*** SOURCE DOCUMENT Section Begins ***

Rip tides - includes both ebb and flood tidal currents that are caused by egress and ingress of the tide through inlets and the mouths of estuaries, embayments and harbours. These currents may cause drowning deaths, but these tidal currents or jets are a separate and distinct phenomenon from rip currents.

Undertow - a process related to waves breaking on the beach where an imbalance of pressure allows water to flow back out to sea under the waves. It can cause a tug at your legs.

 

How do they form?

Rip currents form as waves dissipate along the beach causing water to become trapped between the beach and a sandbar (sand from the shore that washes away and accumulates under the sea surface offshore) or other underwater feature. When waves break over the sandbar in quick succession, water builds up rapidly and is blocked from returning seaward. The water is trapped between the sandbar and the shore until it is high enough to create a current which flows seaward, creating a channel through the sandbar. This is called a rip current.

*** SOURCE DOCUMENT Section Ends ***
*** INFORMATION SHOWN Section Begins ***

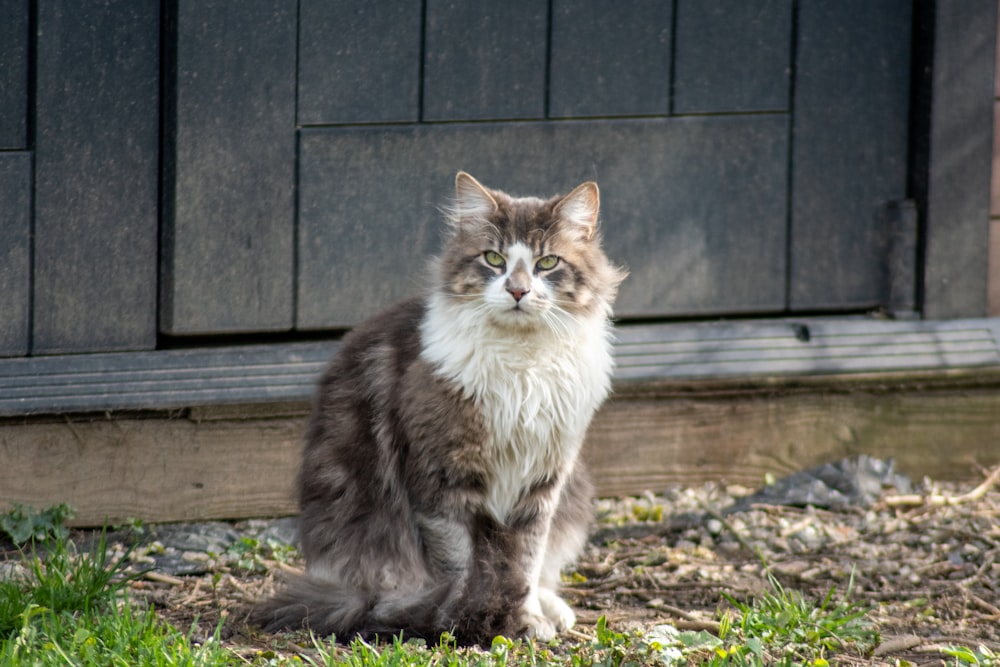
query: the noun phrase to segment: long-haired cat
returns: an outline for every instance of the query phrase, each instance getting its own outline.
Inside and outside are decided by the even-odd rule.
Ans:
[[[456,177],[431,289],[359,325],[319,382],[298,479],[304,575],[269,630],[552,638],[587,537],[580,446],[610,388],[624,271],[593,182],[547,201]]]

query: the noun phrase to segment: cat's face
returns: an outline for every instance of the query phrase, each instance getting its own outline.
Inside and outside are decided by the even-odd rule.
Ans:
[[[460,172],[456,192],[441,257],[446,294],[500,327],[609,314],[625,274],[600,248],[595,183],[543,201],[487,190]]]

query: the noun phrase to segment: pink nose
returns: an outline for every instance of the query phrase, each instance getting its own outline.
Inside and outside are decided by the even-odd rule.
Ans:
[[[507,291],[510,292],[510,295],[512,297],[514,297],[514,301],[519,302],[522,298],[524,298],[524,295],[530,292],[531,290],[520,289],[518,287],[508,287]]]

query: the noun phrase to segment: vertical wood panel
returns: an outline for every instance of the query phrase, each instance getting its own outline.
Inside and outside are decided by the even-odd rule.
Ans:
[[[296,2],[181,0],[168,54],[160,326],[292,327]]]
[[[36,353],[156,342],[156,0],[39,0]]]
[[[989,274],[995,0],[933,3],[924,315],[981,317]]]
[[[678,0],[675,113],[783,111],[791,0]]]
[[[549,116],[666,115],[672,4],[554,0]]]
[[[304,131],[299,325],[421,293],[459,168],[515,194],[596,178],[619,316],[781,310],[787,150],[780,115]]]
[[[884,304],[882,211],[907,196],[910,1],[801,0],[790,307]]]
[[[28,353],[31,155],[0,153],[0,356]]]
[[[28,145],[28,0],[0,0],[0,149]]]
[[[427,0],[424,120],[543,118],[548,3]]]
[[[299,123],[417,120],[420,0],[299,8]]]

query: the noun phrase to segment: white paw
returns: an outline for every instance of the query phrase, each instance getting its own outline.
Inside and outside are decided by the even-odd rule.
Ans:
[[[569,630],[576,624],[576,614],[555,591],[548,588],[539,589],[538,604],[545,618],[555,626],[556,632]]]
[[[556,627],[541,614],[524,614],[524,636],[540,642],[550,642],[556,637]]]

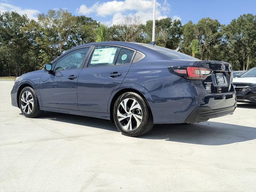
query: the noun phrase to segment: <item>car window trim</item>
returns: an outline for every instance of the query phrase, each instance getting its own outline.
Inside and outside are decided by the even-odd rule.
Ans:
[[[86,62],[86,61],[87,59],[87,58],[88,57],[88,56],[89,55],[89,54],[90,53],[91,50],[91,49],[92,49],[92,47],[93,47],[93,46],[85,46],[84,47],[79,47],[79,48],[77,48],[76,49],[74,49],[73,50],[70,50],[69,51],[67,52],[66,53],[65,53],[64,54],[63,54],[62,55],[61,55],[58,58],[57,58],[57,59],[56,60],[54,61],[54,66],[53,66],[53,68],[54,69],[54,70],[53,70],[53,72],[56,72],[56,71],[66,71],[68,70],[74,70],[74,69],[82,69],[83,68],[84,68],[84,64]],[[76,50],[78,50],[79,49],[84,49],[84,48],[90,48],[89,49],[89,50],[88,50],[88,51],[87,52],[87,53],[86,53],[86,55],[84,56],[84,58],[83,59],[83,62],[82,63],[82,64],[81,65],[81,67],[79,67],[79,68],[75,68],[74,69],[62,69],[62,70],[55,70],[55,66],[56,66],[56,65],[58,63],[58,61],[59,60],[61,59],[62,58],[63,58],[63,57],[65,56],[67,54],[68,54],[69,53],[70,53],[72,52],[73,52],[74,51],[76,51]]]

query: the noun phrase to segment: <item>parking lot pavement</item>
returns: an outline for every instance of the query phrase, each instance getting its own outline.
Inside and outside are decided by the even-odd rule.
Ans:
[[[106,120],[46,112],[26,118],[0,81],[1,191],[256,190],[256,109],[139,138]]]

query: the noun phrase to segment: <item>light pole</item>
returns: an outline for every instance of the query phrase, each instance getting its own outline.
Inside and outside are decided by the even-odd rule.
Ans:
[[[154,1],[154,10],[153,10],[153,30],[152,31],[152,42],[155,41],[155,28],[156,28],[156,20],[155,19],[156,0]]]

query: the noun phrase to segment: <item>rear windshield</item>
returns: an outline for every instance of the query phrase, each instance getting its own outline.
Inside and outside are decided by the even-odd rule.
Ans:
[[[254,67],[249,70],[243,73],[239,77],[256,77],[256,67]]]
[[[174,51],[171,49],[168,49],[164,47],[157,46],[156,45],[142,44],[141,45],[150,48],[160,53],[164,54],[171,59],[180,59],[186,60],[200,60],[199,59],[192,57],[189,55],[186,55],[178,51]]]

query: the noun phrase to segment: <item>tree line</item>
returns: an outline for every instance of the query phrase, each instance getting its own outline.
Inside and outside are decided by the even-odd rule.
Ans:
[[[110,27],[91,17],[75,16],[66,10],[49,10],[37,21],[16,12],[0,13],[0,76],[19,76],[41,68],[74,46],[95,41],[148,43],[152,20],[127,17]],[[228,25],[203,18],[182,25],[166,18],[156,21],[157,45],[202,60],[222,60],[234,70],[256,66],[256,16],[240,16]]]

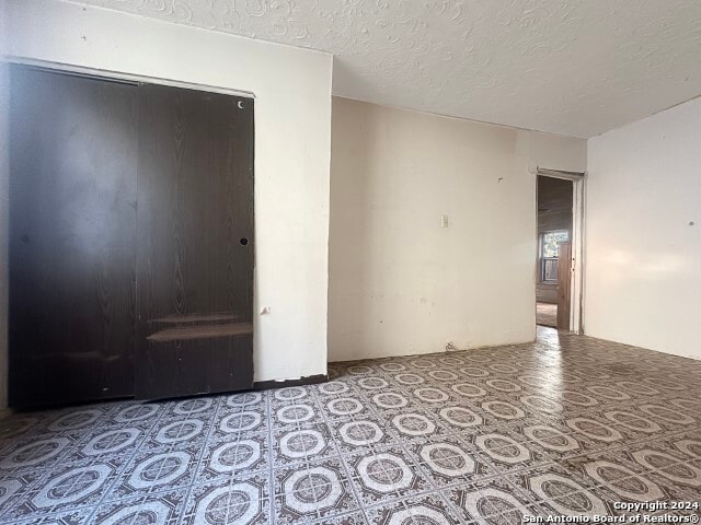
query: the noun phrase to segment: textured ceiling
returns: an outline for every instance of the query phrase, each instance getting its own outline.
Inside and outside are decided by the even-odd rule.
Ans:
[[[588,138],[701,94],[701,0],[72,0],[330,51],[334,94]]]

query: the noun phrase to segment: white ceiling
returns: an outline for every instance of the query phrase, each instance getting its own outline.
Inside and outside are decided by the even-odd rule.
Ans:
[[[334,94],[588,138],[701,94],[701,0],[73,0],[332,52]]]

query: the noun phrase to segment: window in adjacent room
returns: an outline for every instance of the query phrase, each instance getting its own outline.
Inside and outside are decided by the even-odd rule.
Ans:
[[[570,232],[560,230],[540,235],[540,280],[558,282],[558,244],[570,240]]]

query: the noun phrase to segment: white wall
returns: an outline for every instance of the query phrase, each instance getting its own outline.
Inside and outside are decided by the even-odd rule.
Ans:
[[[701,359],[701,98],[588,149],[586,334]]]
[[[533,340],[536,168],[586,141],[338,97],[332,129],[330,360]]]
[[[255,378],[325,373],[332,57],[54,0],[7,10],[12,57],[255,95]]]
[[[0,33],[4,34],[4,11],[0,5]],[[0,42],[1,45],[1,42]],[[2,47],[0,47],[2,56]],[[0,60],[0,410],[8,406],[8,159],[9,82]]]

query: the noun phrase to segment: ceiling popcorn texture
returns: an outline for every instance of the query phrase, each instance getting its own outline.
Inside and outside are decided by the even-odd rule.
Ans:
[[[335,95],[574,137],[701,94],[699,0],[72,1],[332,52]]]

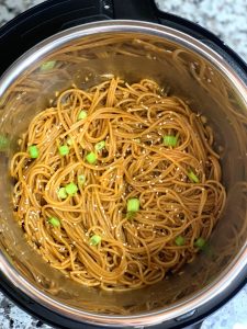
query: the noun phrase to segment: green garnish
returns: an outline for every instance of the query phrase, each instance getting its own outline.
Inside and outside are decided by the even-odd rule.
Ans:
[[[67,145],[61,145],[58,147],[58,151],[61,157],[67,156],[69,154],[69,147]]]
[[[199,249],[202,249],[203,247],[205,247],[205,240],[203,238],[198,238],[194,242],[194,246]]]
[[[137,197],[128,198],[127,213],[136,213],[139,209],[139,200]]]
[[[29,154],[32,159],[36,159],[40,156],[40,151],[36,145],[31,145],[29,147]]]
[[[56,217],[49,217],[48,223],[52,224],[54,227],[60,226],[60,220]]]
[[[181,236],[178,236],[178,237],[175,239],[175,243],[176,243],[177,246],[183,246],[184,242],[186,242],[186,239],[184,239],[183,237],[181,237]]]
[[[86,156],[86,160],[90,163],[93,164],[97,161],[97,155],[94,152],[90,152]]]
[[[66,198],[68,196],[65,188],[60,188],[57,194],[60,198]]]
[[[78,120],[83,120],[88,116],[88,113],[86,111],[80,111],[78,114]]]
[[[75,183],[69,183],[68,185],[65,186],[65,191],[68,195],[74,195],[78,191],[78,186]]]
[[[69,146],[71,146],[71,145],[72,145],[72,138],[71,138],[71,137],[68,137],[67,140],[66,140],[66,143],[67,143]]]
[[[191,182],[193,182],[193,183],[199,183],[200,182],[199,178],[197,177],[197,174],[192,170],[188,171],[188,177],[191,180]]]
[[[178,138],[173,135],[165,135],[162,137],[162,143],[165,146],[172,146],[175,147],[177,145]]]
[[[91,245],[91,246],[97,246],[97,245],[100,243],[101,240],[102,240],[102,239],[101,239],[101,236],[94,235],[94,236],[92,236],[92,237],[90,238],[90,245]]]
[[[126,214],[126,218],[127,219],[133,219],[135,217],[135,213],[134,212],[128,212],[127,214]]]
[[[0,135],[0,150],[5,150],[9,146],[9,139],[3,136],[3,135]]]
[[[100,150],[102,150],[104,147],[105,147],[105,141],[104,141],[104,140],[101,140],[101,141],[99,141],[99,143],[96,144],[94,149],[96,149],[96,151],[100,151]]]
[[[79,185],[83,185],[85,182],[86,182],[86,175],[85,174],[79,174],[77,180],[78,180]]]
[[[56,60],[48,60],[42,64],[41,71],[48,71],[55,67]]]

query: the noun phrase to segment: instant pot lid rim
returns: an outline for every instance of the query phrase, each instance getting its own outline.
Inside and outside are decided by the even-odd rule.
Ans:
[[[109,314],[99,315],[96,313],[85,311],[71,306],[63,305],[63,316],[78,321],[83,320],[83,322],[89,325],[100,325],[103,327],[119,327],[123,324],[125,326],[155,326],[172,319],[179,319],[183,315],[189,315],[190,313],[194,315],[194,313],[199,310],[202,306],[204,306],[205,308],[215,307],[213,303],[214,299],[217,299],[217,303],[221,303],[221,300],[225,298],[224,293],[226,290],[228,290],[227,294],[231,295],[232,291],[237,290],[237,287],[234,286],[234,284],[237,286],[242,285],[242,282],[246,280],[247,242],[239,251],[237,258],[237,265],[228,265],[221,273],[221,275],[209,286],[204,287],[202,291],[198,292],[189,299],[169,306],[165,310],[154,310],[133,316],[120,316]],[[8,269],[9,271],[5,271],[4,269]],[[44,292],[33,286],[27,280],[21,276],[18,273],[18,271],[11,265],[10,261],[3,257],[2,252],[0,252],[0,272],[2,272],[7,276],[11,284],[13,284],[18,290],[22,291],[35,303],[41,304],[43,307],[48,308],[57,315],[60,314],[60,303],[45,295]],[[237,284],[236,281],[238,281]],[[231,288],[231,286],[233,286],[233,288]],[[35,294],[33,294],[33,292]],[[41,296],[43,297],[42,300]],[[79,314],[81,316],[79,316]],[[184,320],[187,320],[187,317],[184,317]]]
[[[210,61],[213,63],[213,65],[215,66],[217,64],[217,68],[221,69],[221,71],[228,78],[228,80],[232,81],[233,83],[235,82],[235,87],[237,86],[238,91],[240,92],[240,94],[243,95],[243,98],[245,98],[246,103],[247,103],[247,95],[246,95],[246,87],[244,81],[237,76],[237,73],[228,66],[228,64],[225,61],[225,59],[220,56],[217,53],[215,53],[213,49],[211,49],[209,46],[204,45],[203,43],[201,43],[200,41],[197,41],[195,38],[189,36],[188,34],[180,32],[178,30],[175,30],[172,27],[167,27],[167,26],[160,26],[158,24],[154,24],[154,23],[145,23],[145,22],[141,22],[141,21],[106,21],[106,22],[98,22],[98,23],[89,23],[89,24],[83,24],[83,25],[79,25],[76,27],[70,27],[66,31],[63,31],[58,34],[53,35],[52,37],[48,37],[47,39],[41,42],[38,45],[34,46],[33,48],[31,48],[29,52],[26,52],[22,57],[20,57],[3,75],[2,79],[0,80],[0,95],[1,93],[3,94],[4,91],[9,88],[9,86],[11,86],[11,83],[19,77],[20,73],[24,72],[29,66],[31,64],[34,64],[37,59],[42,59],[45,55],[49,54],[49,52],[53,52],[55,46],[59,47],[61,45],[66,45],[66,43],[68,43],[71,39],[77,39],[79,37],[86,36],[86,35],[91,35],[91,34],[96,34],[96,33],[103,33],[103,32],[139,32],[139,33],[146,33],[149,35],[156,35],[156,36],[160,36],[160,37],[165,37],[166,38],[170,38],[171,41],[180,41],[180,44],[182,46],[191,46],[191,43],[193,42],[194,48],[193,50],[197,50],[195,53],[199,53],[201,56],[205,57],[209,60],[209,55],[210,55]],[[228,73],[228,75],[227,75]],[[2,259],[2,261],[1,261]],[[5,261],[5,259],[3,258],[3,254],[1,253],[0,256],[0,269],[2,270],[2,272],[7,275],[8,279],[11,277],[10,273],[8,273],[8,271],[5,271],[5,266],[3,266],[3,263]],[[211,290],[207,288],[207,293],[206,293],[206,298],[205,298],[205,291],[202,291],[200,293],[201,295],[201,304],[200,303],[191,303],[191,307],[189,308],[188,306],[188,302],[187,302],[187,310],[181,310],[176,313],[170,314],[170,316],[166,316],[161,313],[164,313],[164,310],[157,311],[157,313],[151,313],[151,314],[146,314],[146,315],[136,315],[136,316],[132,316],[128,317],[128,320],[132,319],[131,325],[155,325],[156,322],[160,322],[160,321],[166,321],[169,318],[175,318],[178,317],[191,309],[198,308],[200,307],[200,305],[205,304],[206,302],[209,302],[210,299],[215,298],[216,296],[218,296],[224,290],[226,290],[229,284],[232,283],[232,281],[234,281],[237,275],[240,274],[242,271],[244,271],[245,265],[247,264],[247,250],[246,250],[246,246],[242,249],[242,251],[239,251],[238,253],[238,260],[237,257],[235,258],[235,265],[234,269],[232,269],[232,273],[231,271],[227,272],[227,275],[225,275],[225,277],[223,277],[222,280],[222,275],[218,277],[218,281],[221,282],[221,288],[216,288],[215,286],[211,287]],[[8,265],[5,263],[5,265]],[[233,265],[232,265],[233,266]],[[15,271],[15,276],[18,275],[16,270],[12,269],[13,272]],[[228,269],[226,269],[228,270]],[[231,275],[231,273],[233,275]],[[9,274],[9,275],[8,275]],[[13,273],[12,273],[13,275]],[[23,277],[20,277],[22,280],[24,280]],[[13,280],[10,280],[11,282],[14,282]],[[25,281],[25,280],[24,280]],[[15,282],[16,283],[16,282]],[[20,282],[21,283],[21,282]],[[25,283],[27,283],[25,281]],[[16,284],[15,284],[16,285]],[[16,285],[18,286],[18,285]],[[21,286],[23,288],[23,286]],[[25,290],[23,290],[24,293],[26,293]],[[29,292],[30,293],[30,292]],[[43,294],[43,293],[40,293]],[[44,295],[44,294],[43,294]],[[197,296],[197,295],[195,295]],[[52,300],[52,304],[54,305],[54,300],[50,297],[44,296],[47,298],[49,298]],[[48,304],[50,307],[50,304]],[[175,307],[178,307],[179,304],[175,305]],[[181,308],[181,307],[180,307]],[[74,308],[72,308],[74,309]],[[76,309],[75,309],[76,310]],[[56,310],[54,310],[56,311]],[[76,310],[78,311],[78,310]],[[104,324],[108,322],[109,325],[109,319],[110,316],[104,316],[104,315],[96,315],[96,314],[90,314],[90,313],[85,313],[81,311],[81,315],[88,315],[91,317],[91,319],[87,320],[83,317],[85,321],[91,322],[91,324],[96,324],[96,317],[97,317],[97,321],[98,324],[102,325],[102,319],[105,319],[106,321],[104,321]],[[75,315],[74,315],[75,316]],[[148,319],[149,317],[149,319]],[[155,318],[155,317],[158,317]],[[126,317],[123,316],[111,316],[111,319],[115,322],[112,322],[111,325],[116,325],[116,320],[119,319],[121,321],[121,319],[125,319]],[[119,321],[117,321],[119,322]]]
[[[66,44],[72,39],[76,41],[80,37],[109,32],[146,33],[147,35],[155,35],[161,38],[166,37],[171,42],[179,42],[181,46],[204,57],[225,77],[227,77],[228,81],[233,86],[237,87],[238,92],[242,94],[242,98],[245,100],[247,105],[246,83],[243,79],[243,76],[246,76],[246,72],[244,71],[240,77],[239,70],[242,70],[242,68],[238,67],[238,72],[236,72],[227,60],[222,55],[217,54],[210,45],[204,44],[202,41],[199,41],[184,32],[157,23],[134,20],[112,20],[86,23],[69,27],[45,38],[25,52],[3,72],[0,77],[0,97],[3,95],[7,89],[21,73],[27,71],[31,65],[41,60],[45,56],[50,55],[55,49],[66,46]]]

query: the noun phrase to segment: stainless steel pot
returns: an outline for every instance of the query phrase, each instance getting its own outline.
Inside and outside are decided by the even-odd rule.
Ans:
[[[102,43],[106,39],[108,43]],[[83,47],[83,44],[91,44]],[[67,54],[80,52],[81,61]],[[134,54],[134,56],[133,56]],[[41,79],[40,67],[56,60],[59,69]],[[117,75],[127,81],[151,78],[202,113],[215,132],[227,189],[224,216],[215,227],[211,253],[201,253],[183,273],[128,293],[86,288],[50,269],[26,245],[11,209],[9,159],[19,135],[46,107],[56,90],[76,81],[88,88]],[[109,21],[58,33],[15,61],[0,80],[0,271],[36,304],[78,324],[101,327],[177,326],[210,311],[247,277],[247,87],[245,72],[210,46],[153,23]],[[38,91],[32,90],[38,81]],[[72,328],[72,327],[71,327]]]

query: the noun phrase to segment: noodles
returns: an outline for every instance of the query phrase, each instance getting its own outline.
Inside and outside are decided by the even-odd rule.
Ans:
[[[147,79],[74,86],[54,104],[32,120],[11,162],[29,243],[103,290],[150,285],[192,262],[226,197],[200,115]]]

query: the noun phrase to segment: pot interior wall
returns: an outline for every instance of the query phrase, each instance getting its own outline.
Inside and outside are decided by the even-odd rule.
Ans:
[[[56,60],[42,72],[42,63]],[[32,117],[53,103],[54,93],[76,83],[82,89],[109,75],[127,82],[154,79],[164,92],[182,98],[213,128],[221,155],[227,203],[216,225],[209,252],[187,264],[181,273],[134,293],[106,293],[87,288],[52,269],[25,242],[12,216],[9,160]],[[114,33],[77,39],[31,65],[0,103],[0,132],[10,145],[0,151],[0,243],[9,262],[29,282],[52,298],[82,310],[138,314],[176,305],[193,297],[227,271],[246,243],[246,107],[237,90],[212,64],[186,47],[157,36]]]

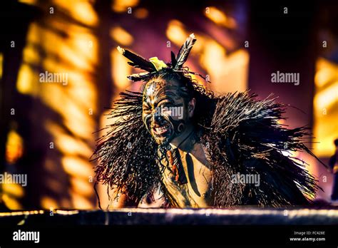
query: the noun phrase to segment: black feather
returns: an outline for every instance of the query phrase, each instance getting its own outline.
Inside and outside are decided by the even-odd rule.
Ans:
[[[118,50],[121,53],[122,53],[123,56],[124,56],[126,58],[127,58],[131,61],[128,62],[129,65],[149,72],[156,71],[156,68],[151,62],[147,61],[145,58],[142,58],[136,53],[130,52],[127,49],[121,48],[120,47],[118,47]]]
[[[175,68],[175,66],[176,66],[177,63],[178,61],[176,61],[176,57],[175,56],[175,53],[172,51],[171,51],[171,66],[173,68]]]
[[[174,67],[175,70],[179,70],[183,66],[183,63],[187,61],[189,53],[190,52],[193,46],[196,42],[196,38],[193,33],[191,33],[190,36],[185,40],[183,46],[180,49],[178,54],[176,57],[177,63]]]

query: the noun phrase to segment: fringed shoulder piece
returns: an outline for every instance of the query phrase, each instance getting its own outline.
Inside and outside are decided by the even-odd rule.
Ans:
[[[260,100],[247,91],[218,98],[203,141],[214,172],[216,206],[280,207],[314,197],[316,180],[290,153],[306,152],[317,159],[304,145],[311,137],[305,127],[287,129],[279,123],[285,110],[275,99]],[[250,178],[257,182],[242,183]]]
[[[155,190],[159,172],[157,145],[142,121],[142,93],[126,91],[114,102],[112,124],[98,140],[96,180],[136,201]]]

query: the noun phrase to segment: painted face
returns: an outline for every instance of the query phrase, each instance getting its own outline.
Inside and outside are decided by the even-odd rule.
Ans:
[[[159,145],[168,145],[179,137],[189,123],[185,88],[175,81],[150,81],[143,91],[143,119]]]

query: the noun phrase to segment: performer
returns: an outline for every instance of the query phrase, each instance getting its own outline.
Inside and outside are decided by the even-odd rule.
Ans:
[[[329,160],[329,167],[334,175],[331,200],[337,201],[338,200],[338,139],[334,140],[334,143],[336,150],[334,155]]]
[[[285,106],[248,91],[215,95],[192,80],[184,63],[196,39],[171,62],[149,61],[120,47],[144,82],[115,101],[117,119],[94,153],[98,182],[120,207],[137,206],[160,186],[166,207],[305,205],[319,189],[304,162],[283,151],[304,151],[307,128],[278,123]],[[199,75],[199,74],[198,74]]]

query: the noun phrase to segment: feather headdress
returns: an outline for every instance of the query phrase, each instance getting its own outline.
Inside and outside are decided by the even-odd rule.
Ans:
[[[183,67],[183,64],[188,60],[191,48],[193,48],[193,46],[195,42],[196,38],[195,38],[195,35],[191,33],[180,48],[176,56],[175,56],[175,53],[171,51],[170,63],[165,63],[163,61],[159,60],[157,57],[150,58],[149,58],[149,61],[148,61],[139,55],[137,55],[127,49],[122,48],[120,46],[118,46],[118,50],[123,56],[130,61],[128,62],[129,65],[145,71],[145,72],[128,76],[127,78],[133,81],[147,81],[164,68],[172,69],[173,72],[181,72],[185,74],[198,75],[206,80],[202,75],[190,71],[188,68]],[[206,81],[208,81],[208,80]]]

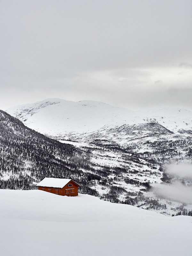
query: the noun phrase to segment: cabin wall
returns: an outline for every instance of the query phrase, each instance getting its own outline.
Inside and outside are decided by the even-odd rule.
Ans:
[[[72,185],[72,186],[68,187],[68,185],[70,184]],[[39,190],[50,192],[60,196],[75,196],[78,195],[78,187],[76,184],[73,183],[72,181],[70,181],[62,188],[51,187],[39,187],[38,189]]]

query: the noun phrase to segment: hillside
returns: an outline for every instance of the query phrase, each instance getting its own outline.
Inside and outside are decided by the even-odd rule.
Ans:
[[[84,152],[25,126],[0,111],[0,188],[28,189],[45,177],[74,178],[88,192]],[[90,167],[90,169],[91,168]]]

*** INFORMATION SHOWN Section Ends ***

## REQUIRED ACTIONS
1/ In the rip current text, where does water become trapped before a rip current forms?
2/ Please quote the rip current text starting at "Rip tides - includes" and ending at "do they form?".
3/ Extend the rip current text from the point where it stops.

## TASK-BY-TASK OUTPUTS
1/ Between the beach and a sandbar or other underwater feature.

2/
Rip tides - includes both ebb and flood tidal currents that are caused by egress and ingress of the tide through inlets and the mouths of estuaries, embayments and harbours. These currents may cause drowning deaths, but these tidal currents or jets are a separate and distinct phenomenon from rip currents.

Undertow - a process related to waves breaking on the beach where an imbalance of pressure allows water to flow back out to sea under the waves. It can cause a tug at your legs.

 

How do they form?

3/
The water converges into this narrow channel moving away from the shore at high speed. A rip current consists of three parts: the feeder current flowing parallel to the shore inside the breakers; the neck, where the feeder currents converge and flow through the breakers in a narrow band or "rip"; and the head, where the current widens and slackens outside the breaker line. Rip currents can occur at any beach with breaking waves.

 

Diagram 1. Rip current components and evasive actions if caught in a rip current (Royal National Lifeboat Institution).

Jetties projecting out to the sea can also cause rip currents to occur because they divert the normal flow of water.

How do you identify and avoid rip currents?

The best way of avoiding rip currents is to learn how to avoid them. It is important that you observe the prevailing water conditions when visiting the beach, obey the lifeguards and keep away from the red flag areas.  Remember, if lifeguards can’t see you, they can’t save you.

However, if you visit a beach that does not have an attending lifeguard, the following are visible signs from the shore that will make it easy to identify the existence of rip currents:

  • Areas of choppy waves – resembling the surface of water seen in an agitated washing machine
  • A line of seaweed or floating debris extending seaward – you are witnessing items brought over the sandbar with the waves washing back to sea with rip currents.
  • Cloudy areas of water/sand plumes – may indicate that a rip current is forming as sand is washed from the bottom as water heads seaward.
  • Additionally, a bathing area with potholes, moving sand and a strong movement of water seaward indicates the presence of a rip current.

 

What to do if caught in a rip current?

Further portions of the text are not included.